JOB: Rewrite each line of the material below as one string in a JSON list, skipping blank lines and leaving out the pictures.

RECORDS FOR THIS EXERCISE:
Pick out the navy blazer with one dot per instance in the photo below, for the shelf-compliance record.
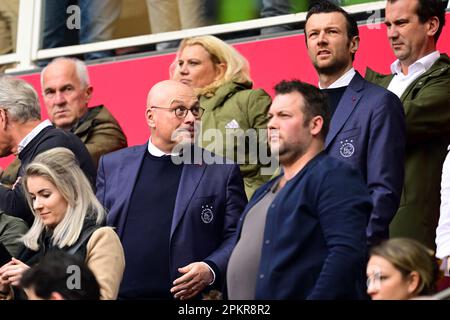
(314, 238)
(218, 187)
(368, 131)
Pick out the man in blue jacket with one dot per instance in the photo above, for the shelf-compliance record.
(302, 236)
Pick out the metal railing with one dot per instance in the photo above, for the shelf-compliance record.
(28, 50)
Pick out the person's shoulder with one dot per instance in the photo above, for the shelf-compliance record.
(104, 232)
(382, 97)
(121, 153)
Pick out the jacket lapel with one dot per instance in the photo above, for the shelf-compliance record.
(346, 105)
(189, 182)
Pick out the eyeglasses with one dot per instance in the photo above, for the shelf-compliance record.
(181, 111)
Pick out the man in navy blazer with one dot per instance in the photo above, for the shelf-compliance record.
(367, 126)
(303, 234)
(176, 216)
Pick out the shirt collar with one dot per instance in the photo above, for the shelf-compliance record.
(32, 134)
(343, 81)
(423, 63)
(156, 152)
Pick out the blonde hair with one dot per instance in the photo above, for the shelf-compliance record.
(236, 66)
(408, 255)
(60, 167)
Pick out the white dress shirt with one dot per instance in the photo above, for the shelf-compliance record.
(401, 81)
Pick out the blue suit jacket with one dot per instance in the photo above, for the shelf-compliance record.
(314, 239)
(218, 186)
(368, 131)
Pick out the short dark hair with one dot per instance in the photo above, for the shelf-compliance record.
(328, 7)
(427, 9)
(316, 102)
(51, 275)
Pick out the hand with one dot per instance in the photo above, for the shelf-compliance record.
(11, 273)
(196, 276)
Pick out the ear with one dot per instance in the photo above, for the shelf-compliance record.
(315, 125)
(220, 70)
(56, 296)
(150, 116)
(432, 26)
(413, 282)
(354, 44)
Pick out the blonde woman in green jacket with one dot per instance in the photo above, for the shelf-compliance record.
(220, 75)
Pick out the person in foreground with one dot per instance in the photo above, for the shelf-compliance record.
(184, 212)
(68, 217)
(401, 269)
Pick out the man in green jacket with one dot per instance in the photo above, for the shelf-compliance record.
(11, 230)
(421, 79)
(66, 91)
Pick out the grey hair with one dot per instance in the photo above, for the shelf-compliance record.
(60, 167)
(20, 99)
(80, 69)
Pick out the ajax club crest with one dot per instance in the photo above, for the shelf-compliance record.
(347, 148)
(207, 214)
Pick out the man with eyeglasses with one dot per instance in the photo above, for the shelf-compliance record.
(176, 221)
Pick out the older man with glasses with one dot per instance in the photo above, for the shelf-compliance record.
(176, 221)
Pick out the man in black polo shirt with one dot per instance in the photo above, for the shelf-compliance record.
(176, 220)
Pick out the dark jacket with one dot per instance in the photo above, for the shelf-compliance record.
(367, 131)
(12, 201)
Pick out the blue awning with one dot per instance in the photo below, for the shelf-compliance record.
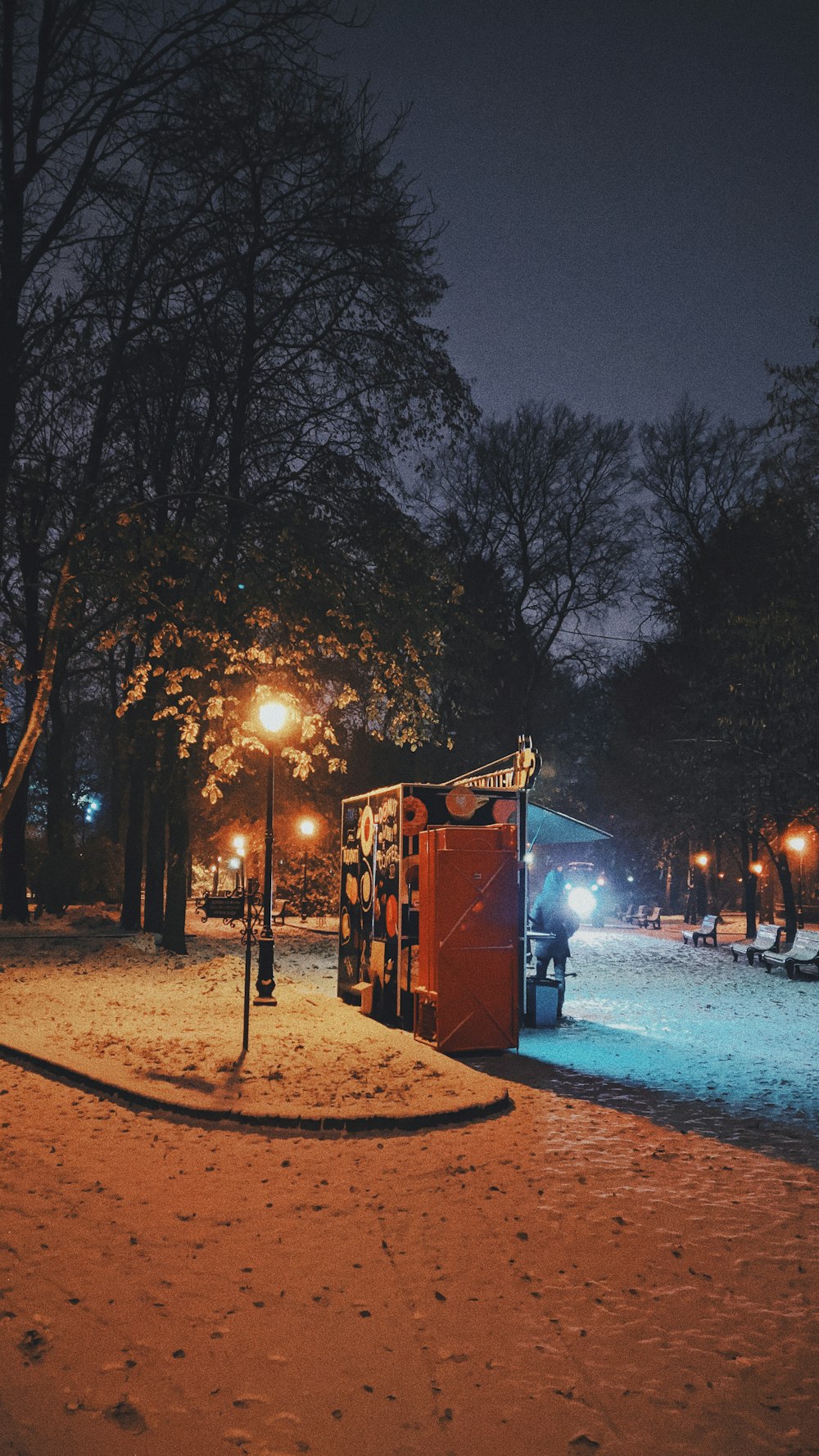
(550, 827)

OUTPUT BELOW:
[
  "Pick out the navy blazer with one dot per instance in the photo below, for the shelf-compliance record.",
  "(314, 238)",
  "(218, 187)",
  "(368, 131)",
  "Pick out the man in blue jacket with one dot per instance in the photo above, for the shelf-compliance record.",
  "(302, 236)",
  "Pick out the metal railing with one dot per instance in the photo above, for the shelf-compliance record.",
  "(28, 50)",
  "Pick out the person's shoulder with one dot per instance in the photo above, for the shelf-compliance record.",
  "(104, 232)",
  "(382, 97)",
  "(121, 153)",
  "Pick out the jacket lapel with one dot per instance in the photo above, for the shelf-compliance record.",
  "(346, 105)",
  "(189, 182)",
  "Pick out the eyeglasses with one dot per instance in the photo above, for the shelf-compliance record.",
  "(181, 111)",
  "Pick out the man in navy blazer with one dot per instance in the photo above, for the shelf-compliance record.",
  "(367, 126)",
  "(303, 234)",
  "(176, 216)",
  "Pick out the shirt collar with one dot per instance in the photo above, for the shelf-compliance record.",
  "(32, 134)",
  "(343, 81)",
  "(423, 63)",
  "(156, 152)",
  "Pick out the blonde hair with one dot per instance in the photo above, for the shelf-compliance record.",
  "(236, 66)",
  "(408, 255)",
  "(60, 167)",
  "Pick out the white dress shirt with one dot per instance in the photo above, for the shelf-compliance record.",
  "(401, 81)",
  "Pick out the blue suit jacket with one dot per instance in the photo above, for the shelf-compliance record.",
  "(314, 239)",
  "(218, 186)",
  "(368, 131)",
  "Pick out the short dark hair with one dot per instance in the photo above, for the shelf-compliance record.",
  "(328, 7)",
  "(427, 9)",
  "(316, 102)",
  "(51, 275)",
  "Pick out the hand with one dot per instance in the photo above, for the shelf-compliance record.",
  "(11, 273)",
  "(196, 276)",
  "Pick out the ear with one dot per instance in the photo above, for the shelf-compliance record.",
  "(315, 125)",
  "(220, 70)",
  "(56, 296)",
  "(150, 116)",
  "(432, 26)",
  "(413, 282)",
  "(354, 44)",
  "Pick out the blonde woman in green jacket with one dot per instance in the photo above, for the shelf-compliance record.",
  "(220, 75)",
  "Pick out the person in foreground with one dot per instance in the photo above, for the shelf-compliance record.",
  "(184, 212)",
  "(68, 217)",
  "(401, 269)",
  "Pick out the man in green jacket with one dot per instance in the photo above, for the shelf-compliance record.",
  "(11, 230)",
  "(421, 79)",
  "(66, 91)",
  "Pick out the grey hair with one dot per instance in the photo above, for the shelf-compliance record.",
  "(60, 167)",
  "(20, 99)",
  "(80, 69)",
  "Pick out the ajax club crest with one dot per instance in the photo above, for the shelf-compliance record.",
  "(347, 148)",
  "(207, 214)",
  "Pick out the man with eyeglasses with one dot per instance in the photo above, for the shelf-compliance record.",
  "(176, 221)",
  "Pick out the older man with glasses with one dot per instance in the photo above, for the shelf-compliance record.",
  "(176, 221)",
  "Pick out the man in black polo shirt with one dot per instance in the photo above, for the shelf-compliance record.",
  "(176, 220)",
  "Pick out the dark jacket with one dot per instance in the photo above, for the shelf-compliance record.",
  "(367, 131)",
  "(12, 201)",
  "Pick out the blue awning with one dot per instance in the photo below, for the shelf-compliance record.",
  "(550, 827)"
]